**Task to complete:** Output the line that contains "the tree trunk" and every line after it to the end of the entries, with nothing added or left out.

**Material provided:**
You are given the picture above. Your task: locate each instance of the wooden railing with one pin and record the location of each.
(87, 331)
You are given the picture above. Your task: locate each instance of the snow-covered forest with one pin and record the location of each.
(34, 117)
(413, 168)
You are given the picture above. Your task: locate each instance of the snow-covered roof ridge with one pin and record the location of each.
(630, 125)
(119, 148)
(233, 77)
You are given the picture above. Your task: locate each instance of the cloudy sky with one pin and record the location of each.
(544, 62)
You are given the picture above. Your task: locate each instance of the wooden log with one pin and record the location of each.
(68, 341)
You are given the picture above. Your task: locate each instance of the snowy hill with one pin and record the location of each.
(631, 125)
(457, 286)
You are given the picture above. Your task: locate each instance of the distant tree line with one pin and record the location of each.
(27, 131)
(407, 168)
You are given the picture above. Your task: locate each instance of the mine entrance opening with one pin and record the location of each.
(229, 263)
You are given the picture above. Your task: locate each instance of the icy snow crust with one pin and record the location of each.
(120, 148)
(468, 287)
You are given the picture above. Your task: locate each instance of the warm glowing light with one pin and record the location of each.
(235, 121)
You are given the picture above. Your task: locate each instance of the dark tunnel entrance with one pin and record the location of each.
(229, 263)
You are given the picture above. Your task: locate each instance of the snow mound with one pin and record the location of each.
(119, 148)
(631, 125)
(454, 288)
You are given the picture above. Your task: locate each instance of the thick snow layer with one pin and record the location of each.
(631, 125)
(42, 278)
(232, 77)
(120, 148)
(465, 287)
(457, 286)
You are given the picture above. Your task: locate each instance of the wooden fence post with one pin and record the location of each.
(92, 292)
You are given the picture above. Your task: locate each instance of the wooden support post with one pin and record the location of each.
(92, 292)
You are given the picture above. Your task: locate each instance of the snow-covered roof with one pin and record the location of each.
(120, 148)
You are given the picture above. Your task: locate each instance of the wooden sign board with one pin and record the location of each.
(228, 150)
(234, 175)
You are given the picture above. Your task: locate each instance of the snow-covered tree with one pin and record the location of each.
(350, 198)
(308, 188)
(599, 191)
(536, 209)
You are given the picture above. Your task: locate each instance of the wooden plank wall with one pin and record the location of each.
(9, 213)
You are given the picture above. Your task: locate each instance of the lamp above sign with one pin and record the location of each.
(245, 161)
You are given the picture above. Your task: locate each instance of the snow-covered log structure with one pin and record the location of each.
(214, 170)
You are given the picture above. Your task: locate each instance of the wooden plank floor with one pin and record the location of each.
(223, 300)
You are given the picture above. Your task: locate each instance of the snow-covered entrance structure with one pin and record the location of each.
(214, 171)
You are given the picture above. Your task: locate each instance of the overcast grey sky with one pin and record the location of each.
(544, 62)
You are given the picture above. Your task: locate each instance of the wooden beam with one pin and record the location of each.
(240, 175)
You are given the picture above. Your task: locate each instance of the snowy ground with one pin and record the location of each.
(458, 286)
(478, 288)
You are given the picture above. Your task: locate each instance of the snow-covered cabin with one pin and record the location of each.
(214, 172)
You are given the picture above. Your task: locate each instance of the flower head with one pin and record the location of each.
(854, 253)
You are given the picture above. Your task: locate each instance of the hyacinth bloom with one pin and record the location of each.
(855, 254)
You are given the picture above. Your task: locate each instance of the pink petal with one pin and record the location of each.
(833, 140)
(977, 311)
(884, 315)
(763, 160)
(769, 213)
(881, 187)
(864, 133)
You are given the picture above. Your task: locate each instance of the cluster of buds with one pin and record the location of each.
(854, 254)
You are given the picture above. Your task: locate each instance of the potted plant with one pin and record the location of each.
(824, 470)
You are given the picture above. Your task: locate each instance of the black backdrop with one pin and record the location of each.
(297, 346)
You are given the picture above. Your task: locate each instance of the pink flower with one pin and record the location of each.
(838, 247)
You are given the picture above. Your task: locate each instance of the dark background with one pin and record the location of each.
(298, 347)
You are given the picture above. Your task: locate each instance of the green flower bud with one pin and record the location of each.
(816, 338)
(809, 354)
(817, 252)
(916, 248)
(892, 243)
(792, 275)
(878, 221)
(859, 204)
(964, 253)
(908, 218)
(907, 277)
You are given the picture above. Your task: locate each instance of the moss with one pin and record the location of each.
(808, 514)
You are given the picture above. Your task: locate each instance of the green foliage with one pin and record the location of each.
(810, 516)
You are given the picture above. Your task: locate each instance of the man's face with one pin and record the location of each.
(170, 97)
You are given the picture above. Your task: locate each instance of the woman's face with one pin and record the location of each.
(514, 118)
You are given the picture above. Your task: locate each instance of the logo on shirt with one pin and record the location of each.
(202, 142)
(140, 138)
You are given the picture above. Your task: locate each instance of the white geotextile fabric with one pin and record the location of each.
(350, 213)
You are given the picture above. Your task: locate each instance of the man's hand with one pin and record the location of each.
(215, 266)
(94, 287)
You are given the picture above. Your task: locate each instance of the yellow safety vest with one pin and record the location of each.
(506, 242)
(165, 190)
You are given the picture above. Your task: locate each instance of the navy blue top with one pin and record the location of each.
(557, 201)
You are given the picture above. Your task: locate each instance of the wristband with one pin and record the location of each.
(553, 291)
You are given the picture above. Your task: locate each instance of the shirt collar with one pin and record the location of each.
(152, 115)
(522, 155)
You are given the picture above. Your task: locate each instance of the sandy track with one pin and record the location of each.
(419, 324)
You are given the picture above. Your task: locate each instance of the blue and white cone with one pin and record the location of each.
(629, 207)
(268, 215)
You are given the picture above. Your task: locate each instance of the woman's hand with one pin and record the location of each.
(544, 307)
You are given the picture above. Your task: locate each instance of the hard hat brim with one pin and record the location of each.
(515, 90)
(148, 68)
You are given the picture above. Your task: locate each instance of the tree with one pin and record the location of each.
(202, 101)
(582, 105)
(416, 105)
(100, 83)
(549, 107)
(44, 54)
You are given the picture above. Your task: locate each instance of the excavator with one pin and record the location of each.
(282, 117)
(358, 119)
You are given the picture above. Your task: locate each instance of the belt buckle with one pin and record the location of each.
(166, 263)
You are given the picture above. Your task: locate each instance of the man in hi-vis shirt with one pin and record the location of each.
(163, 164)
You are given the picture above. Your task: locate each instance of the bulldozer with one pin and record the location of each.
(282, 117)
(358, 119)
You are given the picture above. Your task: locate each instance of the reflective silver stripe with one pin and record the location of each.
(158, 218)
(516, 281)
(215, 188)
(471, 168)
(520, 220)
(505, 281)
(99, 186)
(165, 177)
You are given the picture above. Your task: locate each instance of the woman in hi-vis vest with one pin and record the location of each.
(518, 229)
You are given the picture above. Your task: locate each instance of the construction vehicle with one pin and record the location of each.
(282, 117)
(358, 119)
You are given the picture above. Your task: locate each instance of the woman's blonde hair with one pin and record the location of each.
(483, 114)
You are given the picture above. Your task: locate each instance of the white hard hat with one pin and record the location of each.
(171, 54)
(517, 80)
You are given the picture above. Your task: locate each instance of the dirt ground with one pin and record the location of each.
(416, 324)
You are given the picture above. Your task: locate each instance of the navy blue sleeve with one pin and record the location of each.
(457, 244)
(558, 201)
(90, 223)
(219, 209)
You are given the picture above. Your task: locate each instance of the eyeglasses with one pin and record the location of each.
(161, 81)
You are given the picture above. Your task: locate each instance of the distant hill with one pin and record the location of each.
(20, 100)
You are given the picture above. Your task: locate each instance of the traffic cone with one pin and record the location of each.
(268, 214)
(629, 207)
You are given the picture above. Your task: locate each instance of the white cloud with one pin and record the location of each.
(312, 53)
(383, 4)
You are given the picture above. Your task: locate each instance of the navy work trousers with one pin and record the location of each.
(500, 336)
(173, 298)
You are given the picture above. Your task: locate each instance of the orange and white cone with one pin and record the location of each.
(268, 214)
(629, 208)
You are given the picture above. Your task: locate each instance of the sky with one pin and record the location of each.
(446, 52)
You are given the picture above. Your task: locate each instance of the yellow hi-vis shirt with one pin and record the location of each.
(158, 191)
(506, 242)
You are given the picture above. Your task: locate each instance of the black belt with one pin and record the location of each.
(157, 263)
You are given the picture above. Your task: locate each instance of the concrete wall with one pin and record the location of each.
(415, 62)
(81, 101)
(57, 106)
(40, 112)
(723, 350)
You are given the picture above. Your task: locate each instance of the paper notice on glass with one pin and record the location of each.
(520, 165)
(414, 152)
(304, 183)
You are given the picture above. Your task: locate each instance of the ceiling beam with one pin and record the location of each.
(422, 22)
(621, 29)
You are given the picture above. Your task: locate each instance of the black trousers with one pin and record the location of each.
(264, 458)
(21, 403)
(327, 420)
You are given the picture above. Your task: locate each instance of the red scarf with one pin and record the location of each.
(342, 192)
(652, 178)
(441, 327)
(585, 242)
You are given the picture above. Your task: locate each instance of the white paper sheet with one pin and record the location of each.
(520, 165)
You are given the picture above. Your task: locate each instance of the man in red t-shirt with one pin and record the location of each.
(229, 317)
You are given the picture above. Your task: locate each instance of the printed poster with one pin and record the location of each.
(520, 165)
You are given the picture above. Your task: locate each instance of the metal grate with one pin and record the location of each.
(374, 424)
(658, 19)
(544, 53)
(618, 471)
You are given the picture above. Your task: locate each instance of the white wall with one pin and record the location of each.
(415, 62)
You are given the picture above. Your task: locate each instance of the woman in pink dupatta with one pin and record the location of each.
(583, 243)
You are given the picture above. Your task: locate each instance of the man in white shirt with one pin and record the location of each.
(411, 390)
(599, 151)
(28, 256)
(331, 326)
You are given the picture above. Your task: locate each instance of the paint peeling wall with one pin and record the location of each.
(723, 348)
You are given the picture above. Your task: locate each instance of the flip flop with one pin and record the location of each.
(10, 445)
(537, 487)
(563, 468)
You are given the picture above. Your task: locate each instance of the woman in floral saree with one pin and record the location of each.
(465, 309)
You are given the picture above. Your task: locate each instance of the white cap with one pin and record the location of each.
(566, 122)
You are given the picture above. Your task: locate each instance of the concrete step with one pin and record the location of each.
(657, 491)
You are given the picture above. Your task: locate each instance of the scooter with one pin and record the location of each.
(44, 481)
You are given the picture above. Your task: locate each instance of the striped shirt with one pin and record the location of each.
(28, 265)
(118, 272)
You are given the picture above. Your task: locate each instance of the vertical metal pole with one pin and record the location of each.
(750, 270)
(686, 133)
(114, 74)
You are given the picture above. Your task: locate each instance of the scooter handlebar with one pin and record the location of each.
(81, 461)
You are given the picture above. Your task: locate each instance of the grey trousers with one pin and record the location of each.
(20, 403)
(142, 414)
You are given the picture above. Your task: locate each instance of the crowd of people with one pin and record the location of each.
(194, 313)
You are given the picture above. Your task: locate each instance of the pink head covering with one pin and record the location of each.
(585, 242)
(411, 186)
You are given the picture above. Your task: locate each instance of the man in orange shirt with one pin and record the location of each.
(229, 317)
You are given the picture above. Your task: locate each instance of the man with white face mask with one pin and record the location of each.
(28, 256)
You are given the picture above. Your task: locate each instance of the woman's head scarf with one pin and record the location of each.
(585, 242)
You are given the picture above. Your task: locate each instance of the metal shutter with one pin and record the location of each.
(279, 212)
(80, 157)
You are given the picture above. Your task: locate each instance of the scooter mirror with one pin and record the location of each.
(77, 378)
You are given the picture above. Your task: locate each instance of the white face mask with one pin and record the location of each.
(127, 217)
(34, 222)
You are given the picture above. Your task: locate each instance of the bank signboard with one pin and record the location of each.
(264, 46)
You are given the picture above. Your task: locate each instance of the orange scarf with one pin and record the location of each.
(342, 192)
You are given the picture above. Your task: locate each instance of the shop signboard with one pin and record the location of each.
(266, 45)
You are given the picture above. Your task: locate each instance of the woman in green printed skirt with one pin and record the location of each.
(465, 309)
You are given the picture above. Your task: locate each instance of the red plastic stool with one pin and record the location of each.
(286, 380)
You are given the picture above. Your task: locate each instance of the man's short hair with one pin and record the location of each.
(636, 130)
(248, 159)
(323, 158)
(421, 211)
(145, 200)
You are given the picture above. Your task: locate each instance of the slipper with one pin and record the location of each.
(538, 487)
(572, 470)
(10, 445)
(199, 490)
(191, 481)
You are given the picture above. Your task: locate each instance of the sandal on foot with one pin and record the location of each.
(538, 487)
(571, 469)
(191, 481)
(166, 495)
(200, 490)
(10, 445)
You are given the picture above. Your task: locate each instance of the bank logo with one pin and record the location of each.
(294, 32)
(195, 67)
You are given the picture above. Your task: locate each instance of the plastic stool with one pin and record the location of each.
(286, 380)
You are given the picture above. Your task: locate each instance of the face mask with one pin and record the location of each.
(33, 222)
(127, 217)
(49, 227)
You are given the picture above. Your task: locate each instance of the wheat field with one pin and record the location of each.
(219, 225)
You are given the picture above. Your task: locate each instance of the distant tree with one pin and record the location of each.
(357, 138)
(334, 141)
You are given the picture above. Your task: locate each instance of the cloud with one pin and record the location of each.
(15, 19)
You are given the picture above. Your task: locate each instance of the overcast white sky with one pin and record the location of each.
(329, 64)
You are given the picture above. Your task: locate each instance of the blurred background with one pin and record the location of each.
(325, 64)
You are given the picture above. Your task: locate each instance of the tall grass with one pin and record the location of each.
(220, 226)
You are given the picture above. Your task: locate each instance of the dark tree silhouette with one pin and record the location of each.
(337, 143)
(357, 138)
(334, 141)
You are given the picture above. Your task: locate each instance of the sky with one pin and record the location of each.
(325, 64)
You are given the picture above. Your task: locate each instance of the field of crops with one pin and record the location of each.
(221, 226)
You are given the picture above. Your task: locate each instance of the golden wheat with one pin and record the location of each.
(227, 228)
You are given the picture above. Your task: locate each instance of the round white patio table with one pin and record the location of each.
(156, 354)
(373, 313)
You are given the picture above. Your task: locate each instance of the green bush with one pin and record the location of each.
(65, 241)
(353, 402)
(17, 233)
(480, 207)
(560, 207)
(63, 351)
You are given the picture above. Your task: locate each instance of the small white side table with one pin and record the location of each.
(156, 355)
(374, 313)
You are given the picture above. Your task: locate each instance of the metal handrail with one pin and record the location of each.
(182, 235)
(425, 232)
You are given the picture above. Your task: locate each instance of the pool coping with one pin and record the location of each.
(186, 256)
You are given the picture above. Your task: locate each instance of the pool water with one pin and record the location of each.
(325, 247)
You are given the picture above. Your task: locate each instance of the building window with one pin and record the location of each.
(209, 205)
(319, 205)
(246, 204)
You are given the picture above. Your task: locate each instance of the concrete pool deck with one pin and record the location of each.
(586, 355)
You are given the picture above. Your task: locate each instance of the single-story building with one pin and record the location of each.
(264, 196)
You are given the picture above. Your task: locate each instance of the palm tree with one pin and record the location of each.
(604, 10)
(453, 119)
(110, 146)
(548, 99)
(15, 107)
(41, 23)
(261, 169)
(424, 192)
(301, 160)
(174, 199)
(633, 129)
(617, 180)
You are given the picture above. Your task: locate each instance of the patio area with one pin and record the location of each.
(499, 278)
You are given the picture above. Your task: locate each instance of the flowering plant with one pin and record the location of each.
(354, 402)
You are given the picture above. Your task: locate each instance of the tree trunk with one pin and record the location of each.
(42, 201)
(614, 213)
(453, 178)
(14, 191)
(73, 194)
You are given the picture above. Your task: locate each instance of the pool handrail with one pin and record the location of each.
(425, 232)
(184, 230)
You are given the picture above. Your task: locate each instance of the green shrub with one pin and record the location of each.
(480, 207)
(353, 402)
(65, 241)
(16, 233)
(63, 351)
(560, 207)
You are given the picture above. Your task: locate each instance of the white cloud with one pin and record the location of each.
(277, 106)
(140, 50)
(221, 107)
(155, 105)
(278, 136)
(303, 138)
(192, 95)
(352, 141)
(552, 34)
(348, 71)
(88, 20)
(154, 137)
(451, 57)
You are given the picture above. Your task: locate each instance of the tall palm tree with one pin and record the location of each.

**Answer for this exercise:**
You are given the picture above. Your task: locate each instance of the tree trunk with one pin and record the location of each.
(42, 201)
(614, 213)
(453, 178)
(14, 191)
(73, 194)
You are given the picture above. Your task: locate each instance of the pool handrail with one pin and record the location of each.
(425, 232)
(184, 230)
You are given the picture above. Your task: locate each instance of the green shrub with one pin and record the location of each.
(480, 207)
(353, 402)
(65, 241)
(16, 233)
(63, 351)
(560, 207)
You are given the picture above. Your task: locate each instance of the white cloud with one pin and record the location of each.
(277, 106)
(140, 50)
(221, 107)
(155, 105)
(278, 136)
(303, 138)
(192, 95)
(352, 141)
(552, 34)
(348, 71)
(88, 20)
(154, 137)
(451, 57)
You are given the picture above. Your task: locate each instance of the tall palm tree with one pin and record the location of each.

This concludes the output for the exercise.